*** Data under study Section Begins ***

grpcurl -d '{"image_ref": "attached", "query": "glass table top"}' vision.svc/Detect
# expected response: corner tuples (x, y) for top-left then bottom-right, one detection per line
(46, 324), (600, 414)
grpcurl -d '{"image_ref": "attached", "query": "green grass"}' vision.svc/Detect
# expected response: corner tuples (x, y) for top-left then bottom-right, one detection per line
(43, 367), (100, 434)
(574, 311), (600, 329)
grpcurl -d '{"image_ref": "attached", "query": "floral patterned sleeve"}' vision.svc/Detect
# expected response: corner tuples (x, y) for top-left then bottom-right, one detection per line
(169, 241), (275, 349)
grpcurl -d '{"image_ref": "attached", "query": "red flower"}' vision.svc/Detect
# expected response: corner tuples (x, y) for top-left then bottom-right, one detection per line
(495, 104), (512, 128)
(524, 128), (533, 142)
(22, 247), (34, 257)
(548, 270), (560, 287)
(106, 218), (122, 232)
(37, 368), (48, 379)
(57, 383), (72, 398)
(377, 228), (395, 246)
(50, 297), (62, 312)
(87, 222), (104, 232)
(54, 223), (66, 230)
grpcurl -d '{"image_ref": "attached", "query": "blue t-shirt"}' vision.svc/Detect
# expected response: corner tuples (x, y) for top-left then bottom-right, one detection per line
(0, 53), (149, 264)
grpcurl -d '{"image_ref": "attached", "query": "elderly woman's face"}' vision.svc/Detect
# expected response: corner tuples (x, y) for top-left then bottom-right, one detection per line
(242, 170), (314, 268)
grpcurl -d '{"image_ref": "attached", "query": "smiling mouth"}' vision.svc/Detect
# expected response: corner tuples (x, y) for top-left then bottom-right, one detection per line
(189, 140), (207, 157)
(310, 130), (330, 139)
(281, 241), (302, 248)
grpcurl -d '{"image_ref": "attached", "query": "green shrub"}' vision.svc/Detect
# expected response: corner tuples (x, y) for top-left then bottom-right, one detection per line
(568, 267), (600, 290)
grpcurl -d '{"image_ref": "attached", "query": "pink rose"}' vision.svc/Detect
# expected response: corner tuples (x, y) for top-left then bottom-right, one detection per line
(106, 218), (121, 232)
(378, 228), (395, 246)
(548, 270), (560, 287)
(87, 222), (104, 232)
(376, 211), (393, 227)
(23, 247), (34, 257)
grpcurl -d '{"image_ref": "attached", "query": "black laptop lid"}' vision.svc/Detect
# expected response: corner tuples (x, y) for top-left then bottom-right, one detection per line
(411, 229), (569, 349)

*** Data under study Section Ends ***

#### [What is required]
Go over the records above and tally the lines with the word "grpcurl" in them. Give the number alone.

#### [Finished task]
10